Stored items:
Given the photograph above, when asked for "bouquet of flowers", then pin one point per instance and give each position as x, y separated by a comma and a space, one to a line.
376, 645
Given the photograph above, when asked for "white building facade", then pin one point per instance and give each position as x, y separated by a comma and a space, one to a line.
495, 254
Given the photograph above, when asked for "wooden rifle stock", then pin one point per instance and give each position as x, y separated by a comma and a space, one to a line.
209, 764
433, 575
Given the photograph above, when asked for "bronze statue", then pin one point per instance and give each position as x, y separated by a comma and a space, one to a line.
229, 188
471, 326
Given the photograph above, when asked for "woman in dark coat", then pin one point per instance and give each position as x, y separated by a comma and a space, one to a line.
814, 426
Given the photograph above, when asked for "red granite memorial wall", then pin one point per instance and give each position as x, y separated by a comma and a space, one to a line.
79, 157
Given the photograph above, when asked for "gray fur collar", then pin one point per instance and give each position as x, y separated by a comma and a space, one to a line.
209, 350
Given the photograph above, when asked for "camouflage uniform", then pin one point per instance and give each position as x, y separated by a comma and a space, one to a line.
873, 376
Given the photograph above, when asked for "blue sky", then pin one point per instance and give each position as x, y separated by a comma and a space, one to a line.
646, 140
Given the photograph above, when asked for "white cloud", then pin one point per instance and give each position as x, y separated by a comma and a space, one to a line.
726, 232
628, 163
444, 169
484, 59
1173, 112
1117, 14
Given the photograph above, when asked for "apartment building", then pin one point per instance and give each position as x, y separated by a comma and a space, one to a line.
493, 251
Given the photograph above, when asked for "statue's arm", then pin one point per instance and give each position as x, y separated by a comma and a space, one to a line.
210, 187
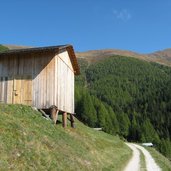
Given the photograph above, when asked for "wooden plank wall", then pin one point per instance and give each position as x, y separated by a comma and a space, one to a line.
65, 82
53, 79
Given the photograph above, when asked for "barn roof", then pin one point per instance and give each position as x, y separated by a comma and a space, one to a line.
54, 49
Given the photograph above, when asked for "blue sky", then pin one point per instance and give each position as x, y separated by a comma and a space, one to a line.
143, 26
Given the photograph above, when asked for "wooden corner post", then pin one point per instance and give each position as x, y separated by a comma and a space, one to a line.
72, 121
64, 119
54, 113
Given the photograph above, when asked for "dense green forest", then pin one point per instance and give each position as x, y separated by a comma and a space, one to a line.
128, 97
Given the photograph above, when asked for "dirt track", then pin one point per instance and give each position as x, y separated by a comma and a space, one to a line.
134, 163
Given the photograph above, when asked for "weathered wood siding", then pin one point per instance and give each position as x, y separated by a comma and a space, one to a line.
52, 80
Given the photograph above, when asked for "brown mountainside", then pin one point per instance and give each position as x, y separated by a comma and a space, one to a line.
162, 57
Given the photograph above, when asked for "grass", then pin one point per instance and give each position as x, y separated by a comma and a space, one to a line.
142, 161
162, 161
30, 142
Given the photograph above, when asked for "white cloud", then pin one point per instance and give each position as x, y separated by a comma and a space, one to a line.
123, 15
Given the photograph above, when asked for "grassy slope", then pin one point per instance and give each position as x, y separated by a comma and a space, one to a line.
30, 142
162, 161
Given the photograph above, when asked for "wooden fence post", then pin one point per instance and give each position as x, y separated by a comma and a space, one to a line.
64, 119
72, 121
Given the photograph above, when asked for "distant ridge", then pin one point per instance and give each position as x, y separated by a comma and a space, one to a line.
162, 57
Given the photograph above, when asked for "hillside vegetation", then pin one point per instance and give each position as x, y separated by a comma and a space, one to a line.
30, 142
3, 48
129, 97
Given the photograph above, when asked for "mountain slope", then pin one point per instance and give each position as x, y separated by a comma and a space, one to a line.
131, 97
30, 142
162, 57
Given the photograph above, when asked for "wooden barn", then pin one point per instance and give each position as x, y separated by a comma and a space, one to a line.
39, 77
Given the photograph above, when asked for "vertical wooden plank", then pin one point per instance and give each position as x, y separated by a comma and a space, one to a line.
64, 119
72, 121
9, 90
1, 90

__WHAT THE EXERCISE ASKS__
Pull out every line of the records above that contains the string "statue", treating uppercase and lowercase as different.

__SOLUTION FOR THIS PROBLEM__
Given the photograph above, when asked for "bronze statue", then pin one point per instance and give each position as x, y separated by a comma and a space, one to a line.
Given the photograph above, when asked for "statue's arm", then pin one point per instance and give each position as x, y separated by a comma and a space, one to a line.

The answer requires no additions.